* [Instructions for the task] Render every line of the material below as a Markdown table with two columns, "Row" for the line number and "Text" for the line itself. Omit blank lines, and leave the pictures out of the table.

* [Entries shown]
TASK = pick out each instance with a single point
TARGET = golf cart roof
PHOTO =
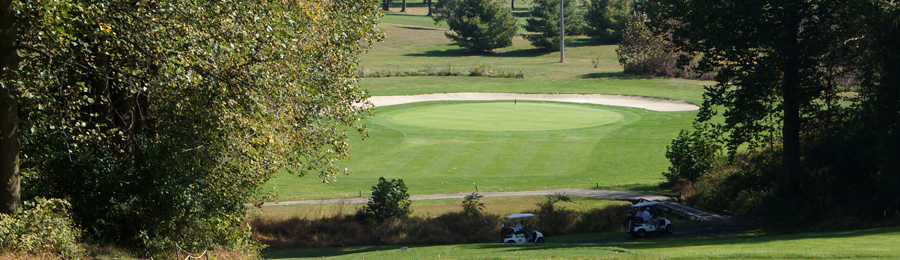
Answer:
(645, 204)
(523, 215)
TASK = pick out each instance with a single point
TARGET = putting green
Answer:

* [Exercise response]
| Row | Text |
|---|---|
| 1 | TASK = pick out each instance with a single point |
| 2 | TARGET = golf cart roof |
| 3 | PHOTO = |
| 4 | Answer: |
| 5 | (645, 204) |
| 6 | (523, 215) |
| 7 | TASK = pick out each instance with a single point |
| 8 | TARGET = putting green |
| 9 | Answer: |